# [Written exercise 1]
Output the part of the reader comments on free speech from "Thank you, @Loren." up to and including "not be suppressed.", word for word.
[BEGIN Source passage]
Well said, Gary. This is the way. Calls to ‘ban’ people you disagree with are silly, and ultimately fail. The US Constitution applies to all people, including visitors, not just citizens, and the 1st Amendment is one of the best parts, lest we forget.
Good job by ICE. Now do something with the terrorist support network in America (CAIR).
Wish we could at least celebrate return of the hostages, a hope for regional peace and actual recovery. Instead, naw, wishing more ill on others. Folks, that ain’t healthy.
@Michael Madden, @Kirk, @Dave Flaat, @Thing 1 — What you are suggesting is un-American.
@Doug — You meant ‘Hamas,’ not innocent civilians. C’mon. Don’t literally admit to war crimes.
@H2oman — Naw, it’s overreach. Think if it were the other ‘team’ doing this to a foreign ‘conservative’ Christian activist. I suspect you’d’ve already attempted another J6 coup….
Freedom of speech is about freedom of unpopular speech. Let the slime speak.
This isn’t the suppression of speech IMO. And if it is, at least it is out in the open for all who don’t like it to disagree unlike the last administration strong arming their lapdogs at google, YouTube, Twitter, facebook.
Thank you, @Loren. Well said!
Fascism alive and well in the good ‘ole U S of A.
If someone openly supports the war crimes committed by Hamas or the war crimes committed by the IDF, we should let them speak and challenge them. My neighbor actively supported the genocide against Palestinian civilians (and still does), I remind myself every day that it is his right to do so, whether I like it or not.
@1990: You don’t think there is a limit to free speech? A. You are wrong (as far as I know) that it applies to visitors. Especially when their visa can be revoked for any reason and then they can’t be here. Period.
Any speech that is not directly a call to active terrorism should not be suppressed.
Apparently, British nationals are under the assumption that the US constitution affords them the same protections as actual US citizens.
He can go back to the 3rd world shithole muslim country he came from… the UK. Don’t let the door hit you on the ass on the way out.
@Aaron Gold — It’s a really difficult topic, because there is very much a ‘paradox of tolerance’ (if we as a society extend unlimited tolerance to those who are intolerant, then the tolerant are often eliminated by the intolerant.) So, the goal is to be intolerant of the intolerant initially through rational argument (non-violence), but if the intolerant resort to violence, then it is reasonable to ‘suppress’ the intolerant.
So, if your neighbor merely vocally supports ‘genocide against Palestinian civilians’ that’s one thing (and that position is abhorrent, just as the murder of 1,195 people in the October 7th attack was also abhorrent); but, if your neighbor started acting upon his or her hatred, say, by engaging in violence against you or others, then that must be stopped, obviously.
[END Source passage]
# [Written exercise 2]
Return the records from the line with "hair, that would be wonderful." up to and including the last line of the records, unchanged and with nothing else.
[BEGIN The input]
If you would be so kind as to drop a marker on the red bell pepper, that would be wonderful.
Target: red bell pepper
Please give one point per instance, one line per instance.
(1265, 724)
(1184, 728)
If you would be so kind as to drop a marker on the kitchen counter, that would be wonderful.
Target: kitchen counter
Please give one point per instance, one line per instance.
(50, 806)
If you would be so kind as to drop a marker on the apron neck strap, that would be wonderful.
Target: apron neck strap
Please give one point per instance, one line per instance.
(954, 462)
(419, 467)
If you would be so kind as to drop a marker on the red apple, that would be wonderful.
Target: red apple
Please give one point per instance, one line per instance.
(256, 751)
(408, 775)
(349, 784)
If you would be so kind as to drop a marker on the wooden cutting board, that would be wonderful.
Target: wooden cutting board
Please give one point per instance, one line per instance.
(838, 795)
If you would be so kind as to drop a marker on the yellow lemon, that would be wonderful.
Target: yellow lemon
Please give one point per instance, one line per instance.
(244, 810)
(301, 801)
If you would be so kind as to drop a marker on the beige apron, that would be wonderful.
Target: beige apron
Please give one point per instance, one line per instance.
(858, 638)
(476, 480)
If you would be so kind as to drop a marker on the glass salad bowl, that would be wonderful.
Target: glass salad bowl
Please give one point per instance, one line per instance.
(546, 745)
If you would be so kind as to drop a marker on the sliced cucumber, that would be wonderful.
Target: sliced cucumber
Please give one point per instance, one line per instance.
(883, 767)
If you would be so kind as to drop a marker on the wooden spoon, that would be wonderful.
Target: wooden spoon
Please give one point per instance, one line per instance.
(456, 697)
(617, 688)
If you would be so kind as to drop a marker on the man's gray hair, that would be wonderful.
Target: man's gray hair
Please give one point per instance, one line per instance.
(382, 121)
[END The input]
# [Final answer 1]
Thank you, @Loren. Well said!
Fascism alive and well in the good ‘ole U S of A.
If someone openly supports the war crimes committed by Hamas or the war crimes committed by the IDF, we should let them speak and challenge them. My neighbor actively supported the genocide against Palestinian civilians (and still does), I remind myself every day that it is his right to do so, whether I like it or not.
@1990: You don’t think there is a limit to free speech? A. You are wrong (as far as I know) that it applies to visitors. Especially when their visa can be revoked for any reason and then they can’t be here. Period.
Any speech that is not directly a call to active terrorism should not be suppressed.

# [Final answer 2]
If you would be so kind as to drop a marker on the man's gray hair, that would be wonderful.
Target: man's gray hair
Please give one point per instance, one line per instance.
(382, 121)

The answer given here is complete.